§ SOURCE PASSAGE
===
A cool thing that I really liked on mercurial and that I miss in git is the possibility of using shortcuts. Mercurial has them hard-wired. For instance, instead of typing hg status
you could also type hg st
or if you want to commit something: hg ci -m "Commit Message"
, which comes far handier than using hg commit
and then waiting for the editor to start up and save the commit message file. There is also su for summary, and co for checkout. And this really saves you a lot of typing time, as these are the common tasks you want to use.
Git doesn’t come with that possibility, and while I wasn’t using it more often than Mercurial I didn’t bother to figure out how I could make git use some shortcuts. That’s of course possible, as Git is highly configurable. Now, I looked it up and I found out that there’s a highly sophisticated way of doing so.
Just open up your ~/.gitconfig
. In it you will already find something like this. You’ve set this up for your first git usage – if you haven’t used git you’ll need to do it, otherwise git won’t work:
[user] name = Your Name email = youraddy@yourprovider.tld
What we’ll add is a new section, starting with [alias]
Now for each alias we want to set up, we write “alias = command”. So, this is basically exactly the way you would do your custom aliases in Mercurial if you ever did any. If you haven’t, for instance let’s get a shortcut for status:
[alias] st = status [user] name = Your Name email = youraddy@yourprovider.tld
We can even add flags, if we want. So if status is too chatty for you, try using the short flag:
[alias] st = status -s
Now when calling git st
you get something like:
D README.md A cli_ruby.bibtex M notes.md ?? code/01_have_a_purpose/todo/
with A being a file added, D a file deleted, M for a modified file and ?? for untracked files. If you at any time prefer the chatty version for just this time, telling you how many commits your local HEAD is away from origin, and how to reverse changes, just use git status
again.
===
Records excerpted from a collection:

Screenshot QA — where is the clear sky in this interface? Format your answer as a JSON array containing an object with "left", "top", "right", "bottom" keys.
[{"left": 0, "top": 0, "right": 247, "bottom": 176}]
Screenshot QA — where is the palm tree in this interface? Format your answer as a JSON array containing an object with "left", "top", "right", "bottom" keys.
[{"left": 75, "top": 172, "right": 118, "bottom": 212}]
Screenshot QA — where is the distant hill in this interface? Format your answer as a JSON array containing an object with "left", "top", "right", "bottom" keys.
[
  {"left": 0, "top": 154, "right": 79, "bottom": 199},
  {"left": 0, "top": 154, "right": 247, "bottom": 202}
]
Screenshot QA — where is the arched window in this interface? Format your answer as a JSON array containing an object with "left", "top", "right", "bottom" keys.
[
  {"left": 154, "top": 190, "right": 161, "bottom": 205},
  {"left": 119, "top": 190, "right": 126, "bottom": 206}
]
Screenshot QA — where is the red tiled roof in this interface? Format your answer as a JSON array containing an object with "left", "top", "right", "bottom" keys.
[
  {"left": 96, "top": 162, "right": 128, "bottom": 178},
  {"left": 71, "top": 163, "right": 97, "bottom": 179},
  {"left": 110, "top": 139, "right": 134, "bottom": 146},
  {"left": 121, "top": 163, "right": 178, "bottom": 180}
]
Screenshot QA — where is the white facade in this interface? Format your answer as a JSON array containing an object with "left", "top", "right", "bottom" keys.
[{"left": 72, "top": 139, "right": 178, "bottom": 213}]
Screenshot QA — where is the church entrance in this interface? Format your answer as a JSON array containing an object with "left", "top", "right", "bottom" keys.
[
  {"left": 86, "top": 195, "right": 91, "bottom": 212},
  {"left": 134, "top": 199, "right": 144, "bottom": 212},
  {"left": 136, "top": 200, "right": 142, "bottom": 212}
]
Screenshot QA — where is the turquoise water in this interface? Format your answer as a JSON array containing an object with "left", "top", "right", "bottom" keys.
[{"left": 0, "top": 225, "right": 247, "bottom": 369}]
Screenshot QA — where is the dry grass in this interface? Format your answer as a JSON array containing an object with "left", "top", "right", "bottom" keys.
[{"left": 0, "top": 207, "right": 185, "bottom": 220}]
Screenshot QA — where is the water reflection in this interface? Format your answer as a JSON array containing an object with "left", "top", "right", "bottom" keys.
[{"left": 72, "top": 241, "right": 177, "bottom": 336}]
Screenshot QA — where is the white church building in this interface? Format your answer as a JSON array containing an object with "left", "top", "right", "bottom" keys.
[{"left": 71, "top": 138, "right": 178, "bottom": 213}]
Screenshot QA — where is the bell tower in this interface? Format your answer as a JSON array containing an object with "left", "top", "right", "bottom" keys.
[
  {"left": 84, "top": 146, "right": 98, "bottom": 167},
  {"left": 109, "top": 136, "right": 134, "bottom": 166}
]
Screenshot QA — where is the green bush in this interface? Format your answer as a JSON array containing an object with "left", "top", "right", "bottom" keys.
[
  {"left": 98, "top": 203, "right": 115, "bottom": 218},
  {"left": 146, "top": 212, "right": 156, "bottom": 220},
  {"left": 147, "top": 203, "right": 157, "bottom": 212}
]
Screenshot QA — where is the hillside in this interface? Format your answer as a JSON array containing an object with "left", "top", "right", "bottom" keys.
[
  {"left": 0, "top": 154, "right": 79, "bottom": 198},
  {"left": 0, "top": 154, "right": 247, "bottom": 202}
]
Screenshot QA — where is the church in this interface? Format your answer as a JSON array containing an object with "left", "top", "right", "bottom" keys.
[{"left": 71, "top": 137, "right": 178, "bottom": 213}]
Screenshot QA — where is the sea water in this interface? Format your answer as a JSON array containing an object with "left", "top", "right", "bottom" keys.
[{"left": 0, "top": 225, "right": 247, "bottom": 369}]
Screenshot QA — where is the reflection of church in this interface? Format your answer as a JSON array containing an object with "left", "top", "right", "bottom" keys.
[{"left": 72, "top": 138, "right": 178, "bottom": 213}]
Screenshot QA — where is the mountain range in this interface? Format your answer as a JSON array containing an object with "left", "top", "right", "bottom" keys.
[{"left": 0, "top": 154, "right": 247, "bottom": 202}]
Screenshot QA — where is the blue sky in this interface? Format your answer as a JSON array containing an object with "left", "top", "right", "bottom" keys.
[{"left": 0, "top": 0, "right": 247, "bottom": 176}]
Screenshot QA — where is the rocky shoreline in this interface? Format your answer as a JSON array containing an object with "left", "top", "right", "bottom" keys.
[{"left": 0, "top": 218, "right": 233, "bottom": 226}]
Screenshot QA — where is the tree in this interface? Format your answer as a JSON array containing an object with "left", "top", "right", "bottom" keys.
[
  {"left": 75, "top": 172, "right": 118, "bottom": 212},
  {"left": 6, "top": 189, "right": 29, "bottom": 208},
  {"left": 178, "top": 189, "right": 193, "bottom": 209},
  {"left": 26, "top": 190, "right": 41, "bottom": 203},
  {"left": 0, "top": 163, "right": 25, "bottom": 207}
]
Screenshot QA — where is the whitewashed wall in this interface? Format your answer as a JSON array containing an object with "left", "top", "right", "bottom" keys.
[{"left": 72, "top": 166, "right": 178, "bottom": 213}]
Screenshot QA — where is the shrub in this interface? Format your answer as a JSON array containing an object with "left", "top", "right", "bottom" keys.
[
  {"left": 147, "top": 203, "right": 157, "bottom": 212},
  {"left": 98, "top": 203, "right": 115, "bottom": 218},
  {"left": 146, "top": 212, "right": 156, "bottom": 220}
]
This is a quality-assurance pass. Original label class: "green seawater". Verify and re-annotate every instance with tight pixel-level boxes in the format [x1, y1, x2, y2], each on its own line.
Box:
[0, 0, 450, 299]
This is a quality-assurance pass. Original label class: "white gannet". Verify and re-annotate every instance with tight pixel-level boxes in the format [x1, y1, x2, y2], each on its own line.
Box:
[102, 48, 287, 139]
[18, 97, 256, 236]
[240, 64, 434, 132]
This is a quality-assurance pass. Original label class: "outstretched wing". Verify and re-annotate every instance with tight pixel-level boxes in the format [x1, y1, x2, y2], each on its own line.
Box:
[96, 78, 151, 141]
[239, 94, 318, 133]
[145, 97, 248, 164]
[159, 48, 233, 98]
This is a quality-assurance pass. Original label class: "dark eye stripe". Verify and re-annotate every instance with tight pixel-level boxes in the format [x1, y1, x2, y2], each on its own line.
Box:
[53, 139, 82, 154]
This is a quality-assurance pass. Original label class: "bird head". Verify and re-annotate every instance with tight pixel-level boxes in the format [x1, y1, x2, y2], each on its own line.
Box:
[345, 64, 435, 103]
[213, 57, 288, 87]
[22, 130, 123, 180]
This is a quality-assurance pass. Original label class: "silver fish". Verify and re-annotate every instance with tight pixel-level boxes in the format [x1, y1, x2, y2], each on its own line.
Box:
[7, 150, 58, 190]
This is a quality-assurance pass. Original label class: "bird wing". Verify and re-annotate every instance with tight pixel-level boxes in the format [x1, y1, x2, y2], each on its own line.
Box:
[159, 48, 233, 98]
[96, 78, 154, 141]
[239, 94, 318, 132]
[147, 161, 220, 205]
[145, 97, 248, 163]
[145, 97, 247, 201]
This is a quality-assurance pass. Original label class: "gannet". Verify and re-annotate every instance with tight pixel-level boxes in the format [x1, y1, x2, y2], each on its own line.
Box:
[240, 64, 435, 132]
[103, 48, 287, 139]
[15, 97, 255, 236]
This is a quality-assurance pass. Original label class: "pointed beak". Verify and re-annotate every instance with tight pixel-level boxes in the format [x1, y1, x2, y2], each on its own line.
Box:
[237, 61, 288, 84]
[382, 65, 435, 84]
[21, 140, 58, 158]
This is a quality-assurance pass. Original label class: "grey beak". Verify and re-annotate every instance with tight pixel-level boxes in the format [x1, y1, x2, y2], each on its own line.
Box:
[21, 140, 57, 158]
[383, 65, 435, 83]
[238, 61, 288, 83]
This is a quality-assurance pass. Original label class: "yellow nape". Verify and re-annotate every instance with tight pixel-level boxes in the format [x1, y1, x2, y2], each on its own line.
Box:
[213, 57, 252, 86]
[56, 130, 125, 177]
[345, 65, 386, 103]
===
§ STATED TASK 1
According to the post on git shortcuts, what does the letter M mean in the output of the short status flag?
§ STATED TASK 2
Set down the words of the post on git shortcuts between "Git doesn’t come" and "of doing so.", inclusive.

§ FULL OUTPUT 1
It marks a modified file.

§ FULL OUTPUT 2
Git doesn’t come with that possibility, and while I wasn’t using it more often than Mercurial I didn’t bother to figure out how I could make git use some shortcuts. That’s of course possible, as Git is highly configurable. Now, I looked it up and I found out that there’s a highly sophisticated way of doing so.